- WRITTEN TASK 1 -
Extract the passage of the Deep Speech interview starting at "At the Deep" and ending at "care and feeding.".
- WRITTEN TASK 2 -
Extend the interview about Mozilla's Deep Speech by writing on from the point where it stops.

- SELECTED EXCERPT -
☆ ☆ ☆
At the Deep Learning Summit in Boston next week, we'll be joined by Kelly Davis, Machine Learning Researcher at Mozilla who will talk about Deep Speech, an open source speech-to-text (STT) engine, that uses deep learning to democratize STT. The team at Mozilla understand the importance of speech as it brings a human dimension to our smartphones, computers and devices like Amazon Echo, Google Home and Apple HomePod. At the summit, Kelly will cover the technical details of at the heart of Deep Speech as well as the data and infrastructure required for its care and feeding.
We caught up with Kelly in advance of his presentation to get an insight of what we might learn:
Tell me a bit about your work at Mozilla
I lead the Machine Learning Group here at Mozilla, an amazing team of technologists working together to create open source deep learning technologies. We're very focused on collaborative approaches that will increase access to speech and other technologies.
☆ ☆ ☆
- Detection examples -
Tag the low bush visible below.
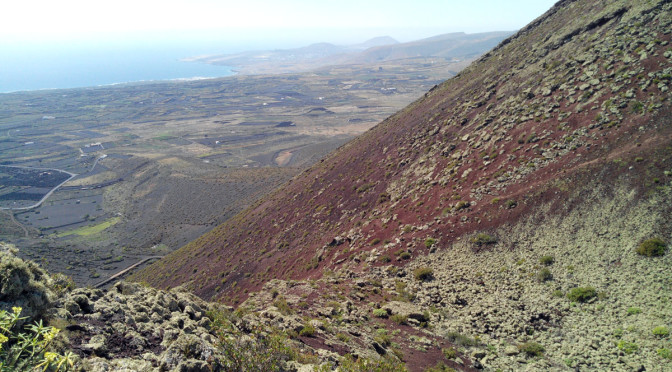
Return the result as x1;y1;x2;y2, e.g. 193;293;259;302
616;340;639;354
471;233;497;247
390;314;408;325
373;309;389;318
636;238;667;257
537;267;553;282
627;307;642;315
273;296;294;315
539;256;555;266
567;287;597;302
425;238;436;248
653;326;670;337
299;323;317;337
0;307;74;371
446;332;479;347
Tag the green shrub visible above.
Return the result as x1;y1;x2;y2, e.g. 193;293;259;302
446;332;479;347
518;341;546;357
336;354;408;372
539;256;555;266
567;287;597;302
537;267;553;282
273;296;294;315
637;238;667;257
413;267;434;282
299;323;317;337
653;326;670;337
373;309;388;318
208;311;298;371
441;347;457;359
424;362;456;372
658;348;672;360
0;307;73;371
471;233;497;247
616;340;639;354
627;307;642;315
455;201;471;211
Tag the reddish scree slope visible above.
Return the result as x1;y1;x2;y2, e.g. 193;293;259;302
133;0;672;303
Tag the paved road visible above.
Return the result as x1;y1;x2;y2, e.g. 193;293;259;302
0;165;77;211
93;256;163;288
0;154;107;211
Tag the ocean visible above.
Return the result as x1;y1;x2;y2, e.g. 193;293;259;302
0;45;233;93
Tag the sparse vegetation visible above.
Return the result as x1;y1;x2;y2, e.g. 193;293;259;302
653;326;670;337
373;309;388;318
299;323;317;337
627;307;642;315
413;267;434;282
0;307;74;371
446;332;479;347
539;256;555;266
471;233;497;247
636;238;667;257
567;287;597;302
616;340;639;354
537;267;553;282
390;314;408;325
518;341;546;357
273;296;294;315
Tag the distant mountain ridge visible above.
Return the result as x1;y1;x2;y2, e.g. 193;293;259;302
189;32;512;73
134;0;672;371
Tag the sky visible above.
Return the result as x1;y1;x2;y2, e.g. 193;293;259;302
0;0;555;47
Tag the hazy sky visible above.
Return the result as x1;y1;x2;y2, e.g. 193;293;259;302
0;0;555;47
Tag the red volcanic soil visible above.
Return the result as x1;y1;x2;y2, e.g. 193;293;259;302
134;1;672;310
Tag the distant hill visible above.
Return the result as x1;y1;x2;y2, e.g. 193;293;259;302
189;32;512;74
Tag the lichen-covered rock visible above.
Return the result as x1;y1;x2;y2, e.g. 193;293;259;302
0;243;54;325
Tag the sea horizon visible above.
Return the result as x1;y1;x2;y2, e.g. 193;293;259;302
0;45;235;94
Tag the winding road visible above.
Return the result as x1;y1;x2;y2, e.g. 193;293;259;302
0;154;107;211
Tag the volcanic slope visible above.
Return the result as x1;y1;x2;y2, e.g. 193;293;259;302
134;0;672;370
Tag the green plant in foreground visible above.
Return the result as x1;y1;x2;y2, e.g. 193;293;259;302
413;267;434;282
390;314;408;325
539;256;555;266
627;307;642;315
653;326;670;337
636;238;667;257
518;341;546;357
208;311;298;372
0;307;73;372
616;340;639;354
471;233;497;247
373;309;388;318
537;267;553;282
299;323;317;337
567;287;597;302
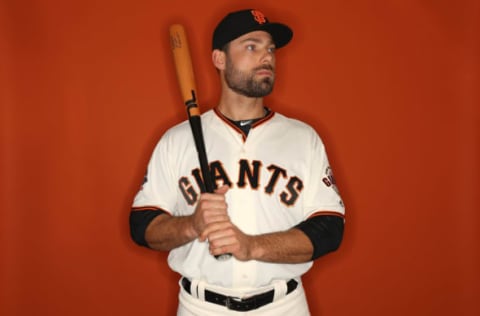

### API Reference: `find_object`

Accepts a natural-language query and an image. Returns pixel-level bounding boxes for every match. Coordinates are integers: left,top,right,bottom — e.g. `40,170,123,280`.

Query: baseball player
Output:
130,9,345,316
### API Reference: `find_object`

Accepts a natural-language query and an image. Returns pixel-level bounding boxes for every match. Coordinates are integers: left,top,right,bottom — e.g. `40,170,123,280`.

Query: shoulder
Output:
272,112,319,138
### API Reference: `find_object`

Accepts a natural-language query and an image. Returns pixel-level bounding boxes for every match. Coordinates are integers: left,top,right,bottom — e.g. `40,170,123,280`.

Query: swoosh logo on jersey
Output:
240,120,252,126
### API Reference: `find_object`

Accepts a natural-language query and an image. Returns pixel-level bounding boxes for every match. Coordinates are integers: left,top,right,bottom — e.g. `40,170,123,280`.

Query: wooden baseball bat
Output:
170,24,232,260
170,24,215,193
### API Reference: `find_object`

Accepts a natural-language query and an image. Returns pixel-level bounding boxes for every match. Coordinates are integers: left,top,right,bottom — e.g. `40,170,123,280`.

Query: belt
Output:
181,278,298,312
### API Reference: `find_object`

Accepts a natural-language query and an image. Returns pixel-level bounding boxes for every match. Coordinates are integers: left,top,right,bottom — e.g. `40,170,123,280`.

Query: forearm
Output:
248,228,313,263
145,214,198,251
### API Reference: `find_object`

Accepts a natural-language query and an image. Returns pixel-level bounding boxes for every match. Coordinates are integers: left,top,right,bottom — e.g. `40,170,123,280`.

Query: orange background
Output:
0,0,480,315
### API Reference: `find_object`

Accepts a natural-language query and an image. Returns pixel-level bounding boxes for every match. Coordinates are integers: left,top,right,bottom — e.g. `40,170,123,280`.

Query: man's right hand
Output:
192,185,230,242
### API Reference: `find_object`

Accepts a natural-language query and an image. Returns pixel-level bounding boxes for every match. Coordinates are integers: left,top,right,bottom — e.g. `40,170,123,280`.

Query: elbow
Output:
129,209,163,248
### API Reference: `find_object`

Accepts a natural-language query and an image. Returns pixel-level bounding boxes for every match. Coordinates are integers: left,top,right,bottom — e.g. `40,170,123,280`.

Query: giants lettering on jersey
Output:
178,159,303,206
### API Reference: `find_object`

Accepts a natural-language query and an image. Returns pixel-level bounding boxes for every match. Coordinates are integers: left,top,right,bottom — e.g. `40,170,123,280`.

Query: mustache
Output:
254,65,275,72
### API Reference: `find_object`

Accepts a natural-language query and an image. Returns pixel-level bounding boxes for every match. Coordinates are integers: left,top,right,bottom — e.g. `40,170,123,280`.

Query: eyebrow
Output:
240,37,275,45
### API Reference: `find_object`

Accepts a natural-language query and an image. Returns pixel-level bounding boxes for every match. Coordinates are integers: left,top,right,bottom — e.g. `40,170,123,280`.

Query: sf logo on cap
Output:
252,10,267,24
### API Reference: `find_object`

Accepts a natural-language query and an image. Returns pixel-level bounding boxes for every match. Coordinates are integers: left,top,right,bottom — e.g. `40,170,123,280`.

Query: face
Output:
224,31,275,98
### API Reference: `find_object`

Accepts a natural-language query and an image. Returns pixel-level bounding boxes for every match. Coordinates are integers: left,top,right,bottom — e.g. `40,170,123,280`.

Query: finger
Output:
215,185,230,195
199,220,233,242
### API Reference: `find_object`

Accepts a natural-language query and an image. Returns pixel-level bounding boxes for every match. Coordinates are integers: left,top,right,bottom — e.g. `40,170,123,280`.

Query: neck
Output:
217,86,265,121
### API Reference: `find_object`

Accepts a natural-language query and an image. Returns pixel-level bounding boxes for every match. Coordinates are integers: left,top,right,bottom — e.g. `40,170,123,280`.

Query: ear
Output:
212,49,226,70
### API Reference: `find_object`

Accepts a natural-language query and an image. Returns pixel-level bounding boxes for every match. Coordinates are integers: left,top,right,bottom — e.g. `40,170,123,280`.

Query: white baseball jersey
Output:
133,109,345,289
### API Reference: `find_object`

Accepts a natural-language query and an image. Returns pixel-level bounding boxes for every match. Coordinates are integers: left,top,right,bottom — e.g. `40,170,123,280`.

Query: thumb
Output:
215,184,230,194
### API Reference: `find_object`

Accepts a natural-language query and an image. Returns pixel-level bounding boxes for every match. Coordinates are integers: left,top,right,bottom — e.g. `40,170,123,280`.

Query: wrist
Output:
185,215,199,240
247,236,264,260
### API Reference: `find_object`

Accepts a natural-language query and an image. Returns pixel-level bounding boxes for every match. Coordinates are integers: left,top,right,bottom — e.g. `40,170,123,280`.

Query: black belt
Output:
181,278,298,312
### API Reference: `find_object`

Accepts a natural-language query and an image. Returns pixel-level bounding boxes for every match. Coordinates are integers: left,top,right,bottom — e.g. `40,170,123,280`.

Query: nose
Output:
262,48,275,63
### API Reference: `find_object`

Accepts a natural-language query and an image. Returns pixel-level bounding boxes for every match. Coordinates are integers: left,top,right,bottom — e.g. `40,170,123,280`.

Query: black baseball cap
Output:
212,9,293,50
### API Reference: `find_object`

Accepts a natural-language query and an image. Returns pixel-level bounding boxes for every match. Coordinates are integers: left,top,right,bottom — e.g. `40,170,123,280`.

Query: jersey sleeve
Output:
132,132,177,215
304,131,345,218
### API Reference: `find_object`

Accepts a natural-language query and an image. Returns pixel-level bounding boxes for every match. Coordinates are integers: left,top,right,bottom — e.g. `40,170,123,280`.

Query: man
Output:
130,9,345,316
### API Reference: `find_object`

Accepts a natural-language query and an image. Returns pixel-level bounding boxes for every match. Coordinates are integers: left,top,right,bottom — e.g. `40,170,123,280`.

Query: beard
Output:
224,57,275,98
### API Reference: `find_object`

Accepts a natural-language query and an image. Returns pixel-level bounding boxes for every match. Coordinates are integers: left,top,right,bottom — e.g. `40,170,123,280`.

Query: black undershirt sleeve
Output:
130,209,166,248
295,215,344,260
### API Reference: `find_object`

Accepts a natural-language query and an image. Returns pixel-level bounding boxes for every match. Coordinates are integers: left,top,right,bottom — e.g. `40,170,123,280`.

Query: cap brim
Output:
256,23,293,48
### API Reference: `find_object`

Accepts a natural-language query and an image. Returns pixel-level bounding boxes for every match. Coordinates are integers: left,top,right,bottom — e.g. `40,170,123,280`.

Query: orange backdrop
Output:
0,0,480,315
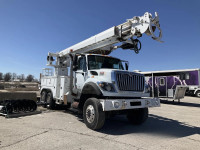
☆ ☆ ☆
- RESULT 1 -
At the Deep Learning Summit in Boston next week, we'll be joined by Kelly Davis, Machine Learning Researcher at Mozilla who will talk about Deep Speech, an open source speech-to-text (STT) engine, that uses deep learning to democratize STT. The team at Mozilla understand the importance of speech as it brings a human dimension to our smartphones, computers and devices like Amazon Echo, Google Home and Apple HomePod. At the summit, Kelly will cover the technical details of at the heart of Deep Speech as well as the data and infrastructure required for its care and feeding.

- RESULT 2 -
As manager, a lot of what I do is tending to the flock. I wake up early because my focus is the best in the morning. I usually start my day reading and writing research papers, taking my dogs for a walk around the Spree River (which runs through the middle of Berlin), eating breakfast, and answering emails.
After that, there’s a myriad of things I work on, starting with one-on-one meetings with my team. I check their progress on projects and provide support with any barriers they’re encountering in their work. We also run an internal journal club as advances in machine learning are happening at such a rapid pace. Weekly someone presents a research paper that they’ve found interesting over the week.
I meet with Mozilla external partners. Partners may want to help pool data resources for Common Voice, or talk about the internationalization effort that’s going on now in this next phase of the project. There are also internal groups at Mozilla that are using our software and I may meet with them to see what we can change or improve, or to understand new machine learning technologies that we can supply.
How did you begin your work in AI, and more specifically deep speech?
As to how I found my way into machine learning and how deep speech came to be, it’s a story in three parts.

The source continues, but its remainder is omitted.